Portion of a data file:
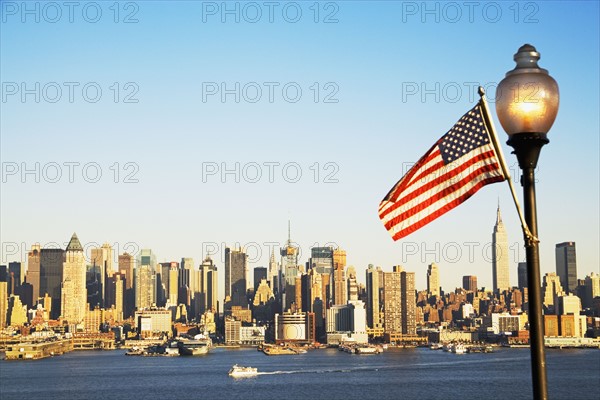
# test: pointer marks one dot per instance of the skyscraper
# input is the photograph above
(33, 270)
(289, 266)
(433, 280)
(374, 288)
(74, 292)
(210, 287)
(235, 277)
(340, 296)
(51, 277)
(409, 303)
(3, 297)
(470, 283)
(259, 274)
(500, 255)
(522, 273)
(392, 301)
(14, 277)
(145, 280)
(552, 289)
(566, 266)
(101, 259)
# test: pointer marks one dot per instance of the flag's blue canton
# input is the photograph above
(467, 134)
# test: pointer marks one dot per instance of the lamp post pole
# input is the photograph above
(527, 149)
(527, 103)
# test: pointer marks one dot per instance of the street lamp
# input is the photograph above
(527, 104)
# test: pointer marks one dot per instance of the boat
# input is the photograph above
(459, 348)
(237, 371)
(197, 346)
(436, 346)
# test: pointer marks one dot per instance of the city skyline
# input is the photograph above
(164, 168)
(421, 275)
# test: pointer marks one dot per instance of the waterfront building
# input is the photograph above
(566, 266)
(252, 335)
(153, 322)
(591, 289)
(145, 280)
(500, 256)
(172, 282)
(209, 286)
(235, 277)
(260, 273)
(470, 283)
(340, 296)
(232, 330)
(522, 274)
(126, 267)
(392, 301)
(14, 277)
(296, 327)
(551, 289)
(263, 293)
(33, 270)
(352, 284)
(374, 288)
(3, 299)
(73, 289)
(51, 278)
(433, 280)
(101, 259)
(17, 312)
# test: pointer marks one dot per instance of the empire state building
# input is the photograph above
(500, 255)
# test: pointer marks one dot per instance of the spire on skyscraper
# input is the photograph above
(74, 244)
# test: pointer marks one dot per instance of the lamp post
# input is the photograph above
(527, 104)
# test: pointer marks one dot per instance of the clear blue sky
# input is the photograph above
(177, 52)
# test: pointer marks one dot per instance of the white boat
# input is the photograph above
(459, 348)
(194, 347)
(237, 371)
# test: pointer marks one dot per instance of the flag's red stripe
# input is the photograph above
(441, 195)
(446, 208)
(431, 153)
(441, 179)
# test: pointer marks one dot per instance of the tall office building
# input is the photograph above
(172, 283)
(522, 274)
(433, 280)
(14, 277)
(210, 287)
(552, 289)
(51, 277)
(259, 274)
(33, 270)
(566, 266)
(409, 303)
(470, 283)
(101, 259)
(591, 289)
(235, 277)
(145, 280)
(374, 296)
(3, 297)
(274, 274)
(352, 284)
(500, 255)
(400, 302)
(126, 267)
(321, 259)
(340, 296)
(289, 266)
(392, 301)
(74, 292)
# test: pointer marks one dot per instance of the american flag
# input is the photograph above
(459, 164)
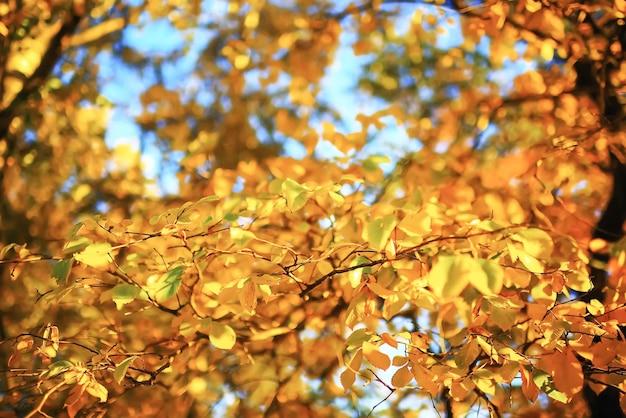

=== TASK REQUIREMENTS ===
Write out every line of the listing above word for word, leaving out the pictures.

=== OUTPUT OF THE TASK ===
# test: pointer marks one dot per instance of the skyscraper
# input is the photograph above
(33, 270)
(289, 266)
(433, 280)
(374, 288)
(74, 292)
(210, 287)
(235, 277)
(340, 296)
(51, 277)
(409, 303)
(3, 297)
(470, 283)
(259, 274)
(500, 255)
(522, 273)
(392, 301)
(14, 277)
(145, 280)
(552, 289)
(566, 266)
(101, 259)
# test: pointer marks one dot per instance of the flag's blue canton
# input is the photograph above
(467, 134)
# test: pointer marks one dot per instance of the lamp post pole
# input is the photograph above
(527, 149)
(527, 103)
# test: pointer marks one dot per instance of the street lamp
# input is the photograph above
(527, 104)
# test: pointer marks one dot per instance of the boat
# input is the photograph above
(459, 348)
(237, 371)
(197, 346)
(436, 346)
# test: pointer marks one dot per instance of the city skyline
# input is the photograph above
(164, 168)
(421, 275)
# test: pointer marks one dot per instance of the waterfront building
# input is the photograph above
(566, 266)
(252, 335)
(153, 322)
(591, 289)
(145, 280)
(500, 256)
(172, 282)
(209, 286)
(235, 277)
(260, 273)
(470, 283)
(340, 296)
(232, 330)
(522, 274)
(126, 267)
(392, 301)
(14, 277)
(296, 327)
(551, 289)
(263, 293)
(33, 270)
(352, 284)
(374, 288)
(3, 299)
(73, 289)
(51, 278)
(433, 280)
(101, 259)
(17, 312)
# test: pointer marks one dot per instance of the empire state building
# input is the photograph above
(500, 255)
# test: pointer marks one dot per instance of the spire on skyscraper
# input is the photograph above
(74, 244)
# test: pointer marks one dot per instance of the lamp post
# input is the photograph above
(527, 104)
# test: pointer marks one dot per instance of the clear blue sky
# input is the photograph above
(177, 52)
# test: pointer marks one dot per instance of the white boat
# input is the photograph above
(459, 348)
(194, 347)
(237, 371)
# test: pointer marks one dot per instance of the flag's red stripe
# input is the photograph above
(441, 195)
(446, 208)
(431, 153)
(441, 179)
# test: pointer marks one dot per instance of the tall office building
# input is the photograph above
(172, 283)
(522, 274)
(433, 280)
(14, 277)
(210, 287)
(552, 289)
(51, 277)
(259, 274)
(33, 270)
(566, 266)
(409, 303)
(470, 283)
(101, 259)
(591, 289)
(235, 277)
(145, 280)
(374, 296)
(3, 297)
(274, 274)
(352, 284)
(500, 255)
(400, 302)
(126, 267)
(321, 259)
(340, 296)
(289, 266)
(392, 301)
(74, 292)
# test: pointer marks one dot per instance of the american flag
# input is the photograph above
(459, 164)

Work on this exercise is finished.